Work to complete - Locate the line containing "Drop one dot on each instance of the spectator" in the material below; repeat it and every line after it, exactly as written.

* start Task data *

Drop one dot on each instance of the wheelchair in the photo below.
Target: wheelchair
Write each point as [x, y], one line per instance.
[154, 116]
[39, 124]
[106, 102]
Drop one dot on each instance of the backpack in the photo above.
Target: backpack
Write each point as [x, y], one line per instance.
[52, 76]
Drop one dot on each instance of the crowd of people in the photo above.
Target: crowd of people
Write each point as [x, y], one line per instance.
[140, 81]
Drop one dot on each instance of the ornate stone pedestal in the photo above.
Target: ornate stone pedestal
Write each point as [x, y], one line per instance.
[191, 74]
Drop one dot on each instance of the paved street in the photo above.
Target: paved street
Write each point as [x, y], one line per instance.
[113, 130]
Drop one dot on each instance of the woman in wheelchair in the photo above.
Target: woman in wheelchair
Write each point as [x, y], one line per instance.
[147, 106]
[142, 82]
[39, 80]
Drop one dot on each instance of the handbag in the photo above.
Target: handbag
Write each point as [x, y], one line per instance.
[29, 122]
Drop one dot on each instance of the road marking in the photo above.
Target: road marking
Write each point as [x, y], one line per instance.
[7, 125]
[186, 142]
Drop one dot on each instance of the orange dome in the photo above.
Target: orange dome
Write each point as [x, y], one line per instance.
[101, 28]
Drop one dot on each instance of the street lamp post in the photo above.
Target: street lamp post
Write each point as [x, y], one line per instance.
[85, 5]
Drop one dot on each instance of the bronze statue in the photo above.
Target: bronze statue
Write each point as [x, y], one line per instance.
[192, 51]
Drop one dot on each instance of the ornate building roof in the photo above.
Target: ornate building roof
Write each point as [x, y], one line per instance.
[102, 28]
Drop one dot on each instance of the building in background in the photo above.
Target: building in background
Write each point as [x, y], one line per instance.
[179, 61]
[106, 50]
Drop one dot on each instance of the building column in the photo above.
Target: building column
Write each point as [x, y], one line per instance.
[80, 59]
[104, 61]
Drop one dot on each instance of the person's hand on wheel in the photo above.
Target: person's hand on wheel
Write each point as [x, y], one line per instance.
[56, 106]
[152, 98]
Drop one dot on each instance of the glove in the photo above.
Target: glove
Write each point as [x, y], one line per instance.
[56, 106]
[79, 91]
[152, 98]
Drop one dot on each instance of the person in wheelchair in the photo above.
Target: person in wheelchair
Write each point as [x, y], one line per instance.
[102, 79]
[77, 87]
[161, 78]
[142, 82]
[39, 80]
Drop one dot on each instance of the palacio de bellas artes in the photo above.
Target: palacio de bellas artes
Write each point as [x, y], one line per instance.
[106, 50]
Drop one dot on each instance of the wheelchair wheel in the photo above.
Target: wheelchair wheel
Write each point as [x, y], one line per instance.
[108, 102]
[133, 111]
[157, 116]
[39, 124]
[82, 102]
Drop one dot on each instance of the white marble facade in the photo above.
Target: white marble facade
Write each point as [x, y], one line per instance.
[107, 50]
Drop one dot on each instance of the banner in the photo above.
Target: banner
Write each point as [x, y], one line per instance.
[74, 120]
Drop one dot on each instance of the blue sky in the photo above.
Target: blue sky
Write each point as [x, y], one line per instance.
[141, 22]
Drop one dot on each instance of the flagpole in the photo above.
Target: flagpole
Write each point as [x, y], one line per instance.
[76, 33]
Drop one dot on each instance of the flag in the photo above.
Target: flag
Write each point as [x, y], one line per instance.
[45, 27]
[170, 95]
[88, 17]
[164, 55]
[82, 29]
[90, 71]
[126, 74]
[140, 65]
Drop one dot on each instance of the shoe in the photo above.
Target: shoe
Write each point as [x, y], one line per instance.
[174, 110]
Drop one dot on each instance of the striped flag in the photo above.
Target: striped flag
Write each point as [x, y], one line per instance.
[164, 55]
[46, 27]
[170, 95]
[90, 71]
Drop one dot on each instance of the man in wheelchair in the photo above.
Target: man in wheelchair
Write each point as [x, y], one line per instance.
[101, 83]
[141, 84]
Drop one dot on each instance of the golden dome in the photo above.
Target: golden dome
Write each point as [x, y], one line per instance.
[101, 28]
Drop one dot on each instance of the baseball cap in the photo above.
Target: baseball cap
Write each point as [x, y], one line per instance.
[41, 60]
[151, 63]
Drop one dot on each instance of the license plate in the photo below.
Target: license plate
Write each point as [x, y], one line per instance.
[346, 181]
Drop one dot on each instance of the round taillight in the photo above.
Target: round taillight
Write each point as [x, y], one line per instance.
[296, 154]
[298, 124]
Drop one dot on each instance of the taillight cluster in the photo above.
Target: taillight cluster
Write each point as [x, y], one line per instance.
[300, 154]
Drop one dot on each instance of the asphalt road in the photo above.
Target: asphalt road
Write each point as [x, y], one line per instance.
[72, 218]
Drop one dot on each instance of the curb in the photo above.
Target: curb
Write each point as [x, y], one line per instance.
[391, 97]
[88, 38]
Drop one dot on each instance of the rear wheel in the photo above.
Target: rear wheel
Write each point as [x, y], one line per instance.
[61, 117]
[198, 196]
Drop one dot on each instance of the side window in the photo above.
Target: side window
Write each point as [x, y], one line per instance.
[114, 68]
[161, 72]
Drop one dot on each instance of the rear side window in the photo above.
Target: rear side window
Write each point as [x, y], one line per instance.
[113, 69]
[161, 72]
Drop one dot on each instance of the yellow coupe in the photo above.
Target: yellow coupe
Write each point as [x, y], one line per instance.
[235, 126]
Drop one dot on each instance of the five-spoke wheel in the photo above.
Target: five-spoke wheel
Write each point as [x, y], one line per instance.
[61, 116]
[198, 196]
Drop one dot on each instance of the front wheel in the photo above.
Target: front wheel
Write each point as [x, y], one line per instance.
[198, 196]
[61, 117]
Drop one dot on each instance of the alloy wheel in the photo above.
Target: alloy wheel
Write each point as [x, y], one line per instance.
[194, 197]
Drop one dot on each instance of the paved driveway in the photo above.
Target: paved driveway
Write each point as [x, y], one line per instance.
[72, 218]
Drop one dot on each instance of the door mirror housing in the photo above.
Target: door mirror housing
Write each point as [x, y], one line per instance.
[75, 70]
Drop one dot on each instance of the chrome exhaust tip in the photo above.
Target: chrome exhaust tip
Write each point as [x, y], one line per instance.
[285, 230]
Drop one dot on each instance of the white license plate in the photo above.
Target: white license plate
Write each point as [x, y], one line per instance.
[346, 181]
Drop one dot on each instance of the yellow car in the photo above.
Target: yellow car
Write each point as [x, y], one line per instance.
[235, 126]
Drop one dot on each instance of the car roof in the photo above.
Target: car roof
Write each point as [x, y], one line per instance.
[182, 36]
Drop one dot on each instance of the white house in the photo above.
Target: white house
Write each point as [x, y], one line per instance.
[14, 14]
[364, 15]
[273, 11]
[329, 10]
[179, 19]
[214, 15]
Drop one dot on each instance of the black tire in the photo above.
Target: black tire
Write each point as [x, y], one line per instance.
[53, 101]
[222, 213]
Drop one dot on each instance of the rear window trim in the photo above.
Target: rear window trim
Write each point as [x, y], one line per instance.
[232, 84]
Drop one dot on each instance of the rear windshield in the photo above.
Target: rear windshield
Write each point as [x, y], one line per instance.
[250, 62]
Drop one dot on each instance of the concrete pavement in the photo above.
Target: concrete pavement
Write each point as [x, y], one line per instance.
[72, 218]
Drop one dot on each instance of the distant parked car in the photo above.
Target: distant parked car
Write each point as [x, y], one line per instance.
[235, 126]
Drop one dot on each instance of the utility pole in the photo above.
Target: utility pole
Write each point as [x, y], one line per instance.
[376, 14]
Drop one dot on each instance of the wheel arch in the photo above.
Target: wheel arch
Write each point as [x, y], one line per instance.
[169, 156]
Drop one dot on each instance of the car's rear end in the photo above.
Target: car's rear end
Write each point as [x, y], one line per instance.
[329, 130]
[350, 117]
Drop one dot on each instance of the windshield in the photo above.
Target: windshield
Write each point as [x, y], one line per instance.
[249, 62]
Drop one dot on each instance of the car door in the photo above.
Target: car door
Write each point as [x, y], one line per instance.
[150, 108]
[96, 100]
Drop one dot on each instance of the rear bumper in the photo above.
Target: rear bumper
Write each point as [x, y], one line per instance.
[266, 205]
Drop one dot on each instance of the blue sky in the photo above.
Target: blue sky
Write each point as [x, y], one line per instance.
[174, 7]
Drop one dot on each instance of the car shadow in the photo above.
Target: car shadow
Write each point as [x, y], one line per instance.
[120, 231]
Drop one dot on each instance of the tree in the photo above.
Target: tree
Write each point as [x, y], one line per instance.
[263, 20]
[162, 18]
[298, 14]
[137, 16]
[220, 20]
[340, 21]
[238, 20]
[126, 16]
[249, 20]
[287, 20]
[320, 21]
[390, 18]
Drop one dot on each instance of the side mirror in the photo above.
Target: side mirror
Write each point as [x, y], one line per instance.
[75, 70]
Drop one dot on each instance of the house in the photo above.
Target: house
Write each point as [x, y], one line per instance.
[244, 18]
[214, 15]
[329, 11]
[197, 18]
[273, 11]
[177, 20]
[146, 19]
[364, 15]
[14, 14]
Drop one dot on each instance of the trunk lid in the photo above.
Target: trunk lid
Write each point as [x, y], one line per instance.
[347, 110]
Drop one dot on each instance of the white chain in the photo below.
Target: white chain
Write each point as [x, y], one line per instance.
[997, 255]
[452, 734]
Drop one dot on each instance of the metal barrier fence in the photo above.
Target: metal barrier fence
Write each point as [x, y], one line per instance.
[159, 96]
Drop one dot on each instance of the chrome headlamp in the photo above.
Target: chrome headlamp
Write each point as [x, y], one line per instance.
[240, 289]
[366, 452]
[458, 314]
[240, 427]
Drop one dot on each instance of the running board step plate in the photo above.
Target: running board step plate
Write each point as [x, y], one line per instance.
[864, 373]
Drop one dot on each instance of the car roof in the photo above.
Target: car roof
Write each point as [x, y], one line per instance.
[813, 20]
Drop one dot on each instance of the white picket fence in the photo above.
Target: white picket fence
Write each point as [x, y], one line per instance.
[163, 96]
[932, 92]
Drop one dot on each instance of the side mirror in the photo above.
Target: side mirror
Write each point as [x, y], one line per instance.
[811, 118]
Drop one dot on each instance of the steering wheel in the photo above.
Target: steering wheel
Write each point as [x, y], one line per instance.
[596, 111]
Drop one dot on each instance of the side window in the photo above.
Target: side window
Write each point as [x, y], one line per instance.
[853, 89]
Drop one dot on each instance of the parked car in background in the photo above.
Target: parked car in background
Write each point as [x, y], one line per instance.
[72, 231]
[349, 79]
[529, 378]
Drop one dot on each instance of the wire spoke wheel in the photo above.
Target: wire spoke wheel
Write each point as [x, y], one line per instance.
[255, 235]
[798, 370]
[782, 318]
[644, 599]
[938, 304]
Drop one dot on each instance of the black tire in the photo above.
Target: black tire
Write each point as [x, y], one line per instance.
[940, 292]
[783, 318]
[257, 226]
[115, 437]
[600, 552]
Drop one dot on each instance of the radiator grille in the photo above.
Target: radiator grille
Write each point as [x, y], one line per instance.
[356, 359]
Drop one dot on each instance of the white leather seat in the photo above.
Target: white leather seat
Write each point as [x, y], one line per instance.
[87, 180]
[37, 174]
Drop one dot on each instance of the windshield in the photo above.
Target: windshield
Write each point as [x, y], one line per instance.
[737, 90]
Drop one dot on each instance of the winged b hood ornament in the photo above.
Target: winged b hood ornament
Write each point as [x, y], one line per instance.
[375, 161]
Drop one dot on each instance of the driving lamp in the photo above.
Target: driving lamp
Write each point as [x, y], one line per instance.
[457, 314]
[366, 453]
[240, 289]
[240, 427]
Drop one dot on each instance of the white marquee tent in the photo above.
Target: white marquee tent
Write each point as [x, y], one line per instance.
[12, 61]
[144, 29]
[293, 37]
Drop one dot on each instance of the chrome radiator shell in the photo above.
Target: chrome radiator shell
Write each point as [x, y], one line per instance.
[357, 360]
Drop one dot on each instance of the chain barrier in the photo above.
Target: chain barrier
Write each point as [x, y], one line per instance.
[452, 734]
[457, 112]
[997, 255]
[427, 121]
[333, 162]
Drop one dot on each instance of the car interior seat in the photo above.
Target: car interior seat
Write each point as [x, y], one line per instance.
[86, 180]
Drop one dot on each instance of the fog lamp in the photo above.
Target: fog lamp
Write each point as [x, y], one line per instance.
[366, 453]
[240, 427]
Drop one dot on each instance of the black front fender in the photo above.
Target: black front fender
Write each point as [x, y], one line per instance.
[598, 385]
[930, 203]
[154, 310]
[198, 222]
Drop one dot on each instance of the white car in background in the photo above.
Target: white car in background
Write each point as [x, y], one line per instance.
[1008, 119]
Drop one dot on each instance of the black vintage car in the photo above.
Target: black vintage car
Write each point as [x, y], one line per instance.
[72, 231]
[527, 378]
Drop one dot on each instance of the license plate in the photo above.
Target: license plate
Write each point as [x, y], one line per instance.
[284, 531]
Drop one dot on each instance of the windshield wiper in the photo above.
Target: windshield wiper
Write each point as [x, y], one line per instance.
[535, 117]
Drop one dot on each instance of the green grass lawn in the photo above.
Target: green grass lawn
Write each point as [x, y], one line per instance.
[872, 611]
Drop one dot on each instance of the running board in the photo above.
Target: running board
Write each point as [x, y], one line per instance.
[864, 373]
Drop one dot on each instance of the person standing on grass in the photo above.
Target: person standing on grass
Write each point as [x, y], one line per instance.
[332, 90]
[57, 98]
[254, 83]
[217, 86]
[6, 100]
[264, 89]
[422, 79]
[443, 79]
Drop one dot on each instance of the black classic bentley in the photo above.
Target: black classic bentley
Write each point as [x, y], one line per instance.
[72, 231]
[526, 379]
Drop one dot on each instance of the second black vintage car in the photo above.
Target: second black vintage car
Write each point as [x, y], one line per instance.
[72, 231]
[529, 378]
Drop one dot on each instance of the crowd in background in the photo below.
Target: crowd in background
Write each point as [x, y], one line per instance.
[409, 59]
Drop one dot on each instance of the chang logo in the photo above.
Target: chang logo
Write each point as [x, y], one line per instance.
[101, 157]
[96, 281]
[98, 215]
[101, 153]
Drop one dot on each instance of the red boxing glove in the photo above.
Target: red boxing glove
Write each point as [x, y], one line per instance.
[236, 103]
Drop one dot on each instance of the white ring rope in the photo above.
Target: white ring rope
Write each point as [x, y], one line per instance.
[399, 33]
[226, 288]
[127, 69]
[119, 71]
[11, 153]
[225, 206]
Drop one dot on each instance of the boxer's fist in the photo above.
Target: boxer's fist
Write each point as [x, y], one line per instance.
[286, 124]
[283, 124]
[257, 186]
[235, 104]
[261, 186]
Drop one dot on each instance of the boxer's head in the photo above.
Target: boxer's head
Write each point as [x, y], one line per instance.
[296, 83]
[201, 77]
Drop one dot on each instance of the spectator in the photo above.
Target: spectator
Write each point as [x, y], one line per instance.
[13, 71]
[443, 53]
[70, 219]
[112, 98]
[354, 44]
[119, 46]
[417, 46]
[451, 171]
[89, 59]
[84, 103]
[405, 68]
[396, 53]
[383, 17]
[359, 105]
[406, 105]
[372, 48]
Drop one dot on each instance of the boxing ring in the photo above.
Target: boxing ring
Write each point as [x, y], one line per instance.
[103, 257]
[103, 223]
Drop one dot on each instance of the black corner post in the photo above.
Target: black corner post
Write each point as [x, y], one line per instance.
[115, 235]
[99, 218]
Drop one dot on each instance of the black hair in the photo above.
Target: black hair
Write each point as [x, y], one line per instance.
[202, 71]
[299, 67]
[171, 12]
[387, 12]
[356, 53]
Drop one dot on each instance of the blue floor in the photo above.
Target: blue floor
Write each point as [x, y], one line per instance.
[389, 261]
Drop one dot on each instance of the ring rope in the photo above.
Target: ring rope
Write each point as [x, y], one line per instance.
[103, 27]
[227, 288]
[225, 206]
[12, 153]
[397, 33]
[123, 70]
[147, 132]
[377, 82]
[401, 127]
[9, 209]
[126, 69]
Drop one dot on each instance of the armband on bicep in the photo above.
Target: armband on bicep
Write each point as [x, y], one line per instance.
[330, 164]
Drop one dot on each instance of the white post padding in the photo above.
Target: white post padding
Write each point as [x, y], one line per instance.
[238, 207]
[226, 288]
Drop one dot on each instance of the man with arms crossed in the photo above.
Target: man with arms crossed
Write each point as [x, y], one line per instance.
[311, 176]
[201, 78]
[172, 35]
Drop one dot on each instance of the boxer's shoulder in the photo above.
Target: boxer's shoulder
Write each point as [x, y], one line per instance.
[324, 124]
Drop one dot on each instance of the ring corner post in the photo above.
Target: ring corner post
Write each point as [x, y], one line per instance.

* end Task data *

Correct answer -
Drop one dot on each instance of the spectator in the photo above.
Target: spectator
Write each point as [x, y], one line per instance.
[13, 71]
[443, 53]
[70, 219]
[112, 98]
[354, 44]
[119, 46]
[417, 46]
[451, 171]
[89, 59]
[84, 103]
[405, 68]
[396, 53]
[383, 17]
[359, 105]
[406, 105]
[372, 48]
Drop one dot on each instance of the boxing ring in the photo above.
Target: boxing ring
Write each point as [x, y], one line per instance.
[103, 257]
[103, 223]
Drop one dot on each instance of the black corner post in the photo above.
Target: black corner post
Write each point as [x, y], one line per instance.
[115, 235]
[99, 218]
Drop one dot on each instance of the black hair in the photo above.
Target: black hair
Write each point as [x, y], one line per instance.
[202, 71]
[299, 67]
[171, 12]
[387, 12]
[356, 53]
Drop one dot on each instance of the blue floor in the photo above.
Target: blue floor
Write each point as [x, y], one line per instance.
[389, 261]
Drop one dot on each instance of the ring rope in the photo above.
Target: ring rope
Write each point as [x, y], one line per instance.
[103, 27]
[227, 288]
[225, 206]
[12, 153]
[397, 33]
[123, 70]
[147, 132]
[377, 82]
[401, 127]
[9, 209]
[126, 69]
Drop one dot on each instance of the armband on bicep in the photo above.
Target: armband on bicep
Write each point as [x, y], one line per instance.
[330, 164]
Drop one dot on each instance of the white post padding in the photo above.
Target: white post padding
Write each point as [x, y], one line per instance.
[238, 207]
[226, 288]
Drop one dot on each instance of the man with arms crossed in the photo above.
Target: man with arms crossed
Write each point as [x, y], one line per instance.
[311, 176]
[201, 78]
[172, 35]
Drop one dot on each instance of the boxer's shoulder in the photo above.
Target: boxer's shoulder
Write each point as [x, y], one line per instance.
[324, 124]
Drop one dot on each instance of the ring corner post in the photo above.
Target: ring corner post
Write each point as [x, y], one line per instance.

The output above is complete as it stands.